◆ Point-per-instance localization data

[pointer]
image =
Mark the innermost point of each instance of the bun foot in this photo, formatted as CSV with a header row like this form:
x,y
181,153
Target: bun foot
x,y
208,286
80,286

◆ AIM OF THE TASK
Through the last line of the entries above, beginning at the line containing "Mark the innermost", transcribe each line exactly, both ends included and nothing more.

◆ YOUR SOLUTION
Mark the innermost point of each instance of the bun foot in this photo, formatted as CSV with a header row like this form:
x,y
181,153
Target: bun foot
x,y
208,286
80,286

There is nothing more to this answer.